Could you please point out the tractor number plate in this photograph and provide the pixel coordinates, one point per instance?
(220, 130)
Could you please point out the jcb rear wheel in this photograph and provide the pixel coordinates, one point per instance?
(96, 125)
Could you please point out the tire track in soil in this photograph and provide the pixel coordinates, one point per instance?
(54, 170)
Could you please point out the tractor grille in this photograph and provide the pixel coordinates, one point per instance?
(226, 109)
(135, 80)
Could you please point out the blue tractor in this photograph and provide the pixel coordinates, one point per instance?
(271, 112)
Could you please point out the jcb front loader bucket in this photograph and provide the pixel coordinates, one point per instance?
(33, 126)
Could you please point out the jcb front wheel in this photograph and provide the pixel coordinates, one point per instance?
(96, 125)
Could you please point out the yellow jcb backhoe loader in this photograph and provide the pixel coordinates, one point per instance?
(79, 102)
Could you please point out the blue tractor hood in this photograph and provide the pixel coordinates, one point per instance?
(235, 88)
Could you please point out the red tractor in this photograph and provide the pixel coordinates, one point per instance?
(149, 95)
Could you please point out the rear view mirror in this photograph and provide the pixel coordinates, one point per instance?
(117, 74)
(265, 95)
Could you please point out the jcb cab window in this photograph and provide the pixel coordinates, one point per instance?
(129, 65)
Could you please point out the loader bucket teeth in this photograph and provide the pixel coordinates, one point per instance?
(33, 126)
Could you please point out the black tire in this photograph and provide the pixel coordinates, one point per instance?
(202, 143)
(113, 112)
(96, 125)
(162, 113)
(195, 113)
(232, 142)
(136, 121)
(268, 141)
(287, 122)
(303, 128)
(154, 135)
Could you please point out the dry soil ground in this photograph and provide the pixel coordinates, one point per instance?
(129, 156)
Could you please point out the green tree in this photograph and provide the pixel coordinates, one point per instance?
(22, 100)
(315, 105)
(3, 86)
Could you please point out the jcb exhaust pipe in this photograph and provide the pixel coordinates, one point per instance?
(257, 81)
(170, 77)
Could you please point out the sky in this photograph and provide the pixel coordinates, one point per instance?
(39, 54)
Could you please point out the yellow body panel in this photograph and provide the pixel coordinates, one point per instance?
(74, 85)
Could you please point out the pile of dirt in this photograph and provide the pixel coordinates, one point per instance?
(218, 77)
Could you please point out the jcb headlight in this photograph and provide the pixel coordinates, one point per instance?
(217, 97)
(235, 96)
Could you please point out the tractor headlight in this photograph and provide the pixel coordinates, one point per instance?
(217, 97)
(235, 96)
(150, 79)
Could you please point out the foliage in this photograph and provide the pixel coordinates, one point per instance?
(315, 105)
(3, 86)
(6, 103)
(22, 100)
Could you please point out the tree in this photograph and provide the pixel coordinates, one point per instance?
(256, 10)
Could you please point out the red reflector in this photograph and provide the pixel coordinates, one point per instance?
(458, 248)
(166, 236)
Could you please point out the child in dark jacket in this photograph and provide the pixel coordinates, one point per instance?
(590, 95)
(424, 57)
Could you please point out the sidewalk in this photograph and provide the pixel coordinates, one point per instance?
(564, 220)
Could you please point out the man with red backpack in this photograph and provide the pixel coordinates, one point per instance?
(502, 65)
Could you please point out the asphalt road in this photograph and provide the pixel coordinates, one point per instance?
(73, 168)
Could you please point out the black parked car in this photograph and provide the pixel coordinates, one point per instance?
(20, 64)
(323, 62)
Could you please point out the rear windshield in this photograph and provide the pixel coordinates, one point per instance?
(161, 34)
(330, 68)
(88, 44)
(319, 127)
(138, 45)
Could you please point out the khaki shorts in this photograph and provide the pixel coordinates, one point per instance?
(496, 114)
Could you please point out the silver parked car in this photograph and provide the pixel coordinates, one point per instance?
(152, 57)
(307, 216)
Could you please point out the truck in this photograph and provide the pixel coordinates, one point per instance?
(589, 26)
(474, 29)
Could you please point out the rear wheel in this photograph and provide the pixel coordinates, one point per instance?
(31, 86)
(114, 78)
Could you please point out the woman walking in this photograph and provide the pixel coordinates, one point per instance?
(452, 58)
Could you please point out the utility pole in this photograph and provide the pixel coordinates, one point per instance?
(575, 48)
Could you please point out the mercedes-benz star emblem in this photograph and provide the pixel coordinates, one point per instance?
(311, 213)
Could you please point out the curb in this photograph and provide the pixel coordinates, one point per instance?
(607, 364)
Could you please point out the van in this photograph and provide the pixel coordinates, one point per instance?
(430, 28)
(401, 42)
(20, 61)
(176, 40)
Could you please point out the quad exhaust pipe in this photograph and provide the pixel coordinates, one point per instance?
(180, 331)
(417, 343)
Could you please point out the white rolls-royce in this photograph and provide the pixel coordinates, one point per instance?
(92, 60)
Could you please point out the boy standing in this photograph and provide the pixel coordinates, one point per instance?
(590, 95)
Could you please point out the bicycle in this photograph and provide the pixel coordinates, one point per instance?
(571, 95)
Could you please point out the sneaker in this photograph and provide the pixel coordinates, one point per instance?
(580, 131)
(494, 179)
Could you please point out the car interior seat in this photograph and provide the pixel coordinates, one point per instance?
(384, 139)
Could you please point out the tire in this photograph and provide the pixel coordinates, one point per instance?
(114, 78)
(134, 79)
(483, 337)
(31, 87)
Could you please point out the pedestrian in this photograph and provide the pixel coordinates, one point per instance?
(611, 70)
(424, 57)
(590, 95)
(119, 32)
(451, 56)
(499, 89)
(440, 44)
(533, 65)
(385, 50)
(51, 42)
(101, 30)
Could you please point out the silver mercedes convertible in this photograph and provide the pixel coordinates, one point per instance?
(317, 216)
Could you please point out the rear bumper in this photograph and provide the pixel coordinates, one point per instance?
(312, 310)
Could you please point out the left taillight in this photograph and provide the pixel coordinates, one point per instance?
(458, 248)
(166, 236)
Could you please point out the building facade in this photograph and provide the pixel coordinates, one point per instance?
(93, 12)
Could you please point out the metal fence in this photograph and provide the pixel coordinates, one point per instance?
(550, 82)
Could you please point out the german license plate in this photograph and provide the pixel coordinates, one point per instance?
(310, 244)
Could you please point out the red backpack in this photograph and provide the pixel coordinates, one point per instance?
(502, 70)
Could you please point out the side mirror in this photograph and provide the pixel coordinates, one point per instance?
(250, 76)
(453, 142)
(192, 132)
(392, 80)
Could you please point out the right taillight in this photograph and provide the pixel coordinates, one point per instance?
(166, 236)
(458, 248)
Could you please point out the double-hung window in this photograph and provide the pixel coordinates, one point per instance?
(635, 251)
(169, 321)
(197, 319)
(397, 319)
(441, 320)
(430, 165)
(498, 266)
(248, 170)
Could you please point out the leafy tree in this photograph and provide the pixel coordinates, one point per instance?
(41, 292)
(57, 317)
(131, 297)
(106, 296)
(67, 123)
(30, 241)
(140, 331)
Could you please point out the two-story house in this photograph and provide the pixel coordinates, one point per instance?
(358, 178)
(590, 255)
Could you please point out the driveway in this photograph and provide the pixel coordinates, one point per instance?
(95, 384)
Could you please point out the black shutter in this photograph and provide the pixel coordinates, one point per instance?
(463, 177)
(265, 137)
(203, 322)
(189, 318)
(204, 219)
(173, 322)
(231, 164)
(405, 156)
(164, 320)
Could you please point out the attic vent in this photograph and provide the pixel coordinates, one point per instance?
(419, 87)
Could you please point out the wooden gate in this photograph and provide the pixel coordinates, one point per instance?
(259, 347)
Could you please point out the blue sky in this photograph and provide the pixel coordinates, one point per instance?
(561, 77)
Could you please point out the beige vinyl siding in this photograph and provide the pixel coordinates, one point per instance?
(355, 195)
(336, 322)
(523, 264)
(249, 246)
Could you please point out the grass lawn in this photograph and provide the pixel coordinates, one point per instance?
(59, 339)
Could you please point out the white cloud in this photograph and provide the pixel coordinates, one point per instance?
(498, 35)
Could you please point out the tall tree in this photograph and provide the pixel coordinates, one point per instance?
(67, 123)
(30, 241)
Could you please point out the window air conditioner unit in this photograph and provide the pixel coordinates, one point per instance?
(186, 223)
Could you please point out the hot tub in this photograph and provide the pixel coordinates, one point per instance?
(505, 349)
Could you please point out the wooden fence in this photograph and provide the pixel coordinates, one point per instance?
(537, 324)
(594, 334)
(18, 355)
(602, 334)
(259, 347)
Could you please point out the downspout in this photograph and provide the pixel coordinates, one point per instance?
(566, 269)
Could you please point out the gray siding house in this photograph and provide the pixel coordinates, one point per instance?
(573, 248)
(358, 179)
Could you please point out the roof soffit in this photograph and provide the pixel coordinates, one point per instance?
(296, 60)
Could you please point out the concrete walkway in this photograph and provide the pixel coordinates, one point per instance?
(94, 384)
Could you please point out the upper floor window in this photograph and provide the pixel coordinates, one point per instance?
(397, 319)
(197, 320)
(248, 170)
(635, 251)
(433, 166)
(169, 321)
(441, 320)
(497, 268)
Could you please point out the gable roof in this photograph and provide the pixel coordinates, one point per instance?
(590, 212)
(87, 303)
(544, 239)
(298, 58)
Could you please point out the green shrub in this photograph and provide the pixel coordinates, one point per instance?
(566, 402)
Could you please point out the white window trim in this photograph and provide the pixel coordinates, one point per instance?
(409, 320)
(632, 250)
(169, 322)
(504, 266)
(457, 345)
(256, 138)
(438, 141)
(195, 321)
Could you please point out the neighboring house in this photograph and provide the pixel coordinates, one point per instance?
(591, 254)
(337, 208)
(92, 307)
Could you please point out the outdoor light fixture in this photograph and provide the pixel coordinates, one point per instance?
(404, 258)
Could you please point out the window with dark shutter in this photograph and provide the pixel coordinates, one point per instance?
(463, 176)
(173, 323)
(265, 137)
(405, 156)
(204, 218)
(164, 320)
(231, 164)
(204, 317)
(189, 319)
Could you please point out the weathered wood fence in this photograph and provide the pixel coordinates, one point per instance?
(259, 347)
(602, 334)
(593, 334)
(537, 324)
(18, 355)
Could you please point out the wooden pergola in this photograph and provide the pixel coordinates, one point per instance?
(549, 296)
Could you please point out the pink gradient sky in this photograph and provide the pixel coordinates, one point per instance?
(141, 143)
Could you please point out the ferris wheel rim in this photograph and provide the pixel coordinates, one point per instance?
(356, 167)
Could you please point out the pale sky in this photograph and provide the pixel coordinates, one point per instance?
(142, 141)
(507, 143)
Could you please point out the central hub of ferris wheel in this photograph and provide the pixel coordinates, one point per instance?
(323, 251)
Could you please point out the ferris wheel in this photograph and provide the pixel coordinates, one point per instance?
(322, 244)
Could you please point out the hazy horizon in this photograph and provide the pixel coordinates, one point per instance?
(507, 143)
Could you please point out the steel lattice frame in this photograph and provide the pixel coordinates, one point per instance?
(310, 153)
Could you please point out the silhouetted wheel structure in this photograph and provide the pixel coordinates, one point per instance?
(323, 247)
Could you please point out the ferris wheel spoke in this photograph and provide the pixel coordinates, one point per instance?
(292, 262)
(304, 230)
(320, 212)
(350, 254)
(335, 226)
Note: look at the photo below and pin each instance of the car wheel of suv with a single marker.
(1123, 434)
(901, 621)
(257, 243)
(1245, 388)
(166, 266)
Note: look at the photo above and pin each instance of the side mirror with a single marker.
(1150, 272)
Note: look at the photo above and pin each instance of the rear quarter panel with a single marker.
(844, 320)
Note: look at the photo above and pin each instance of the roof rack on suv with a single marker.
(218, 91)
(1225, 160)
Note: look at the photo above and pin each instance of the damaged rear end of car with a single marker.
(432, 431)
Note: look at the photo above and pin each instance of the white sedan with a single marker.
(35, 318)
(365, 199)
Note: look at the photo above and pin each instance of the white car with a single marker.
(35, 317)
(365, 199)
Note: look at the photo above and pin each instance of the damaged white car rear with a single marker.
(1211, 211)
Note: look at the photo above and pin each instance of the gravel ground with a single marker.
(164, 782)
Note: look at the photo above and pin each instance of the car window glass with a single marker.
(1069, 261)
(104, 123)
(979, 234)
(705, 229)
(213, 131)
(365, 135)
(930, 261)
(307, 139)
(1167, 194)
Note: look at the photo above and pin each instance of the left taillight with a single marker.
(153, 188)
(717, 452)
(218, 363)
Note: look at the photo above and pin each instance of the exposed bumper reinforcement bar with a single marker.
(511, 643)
◇ ◇ ◇ ◇ ◇ ◇ ◇
> **AIM**:
The answer consists only of the lines from the one containing "white car with a single marker." to the end of the records, each written out exactly.

> **ANSWER**:
Note: look at the photo above and pin each instance of the white car with a single marker.
(35, 317)
(365, 199)
Note: look at the photo above and pin each instance of the damaged white car rear with a single marker.
(1211, 211)
Note: look at the photo above and pin each instance of the gravel ground with a single marker.
(164, 782)
Note: look at the photo above and pin each instance of the car window glass with a single marker.
(1069, 261)
(104, 123)
(979, 234)
(705, 229)
(213, 131)
(365, 135)
(930, 261)
(307, 139)
(1167, 194)
Note: look at the photo above and pin each instance of the left taillight with a single marker.
(153, 188)
(717, 452)
(218, 363)
Note: look at the photo above and pin each instance of the exposed bumper reinforcement bar with a single marker.
(511, 643)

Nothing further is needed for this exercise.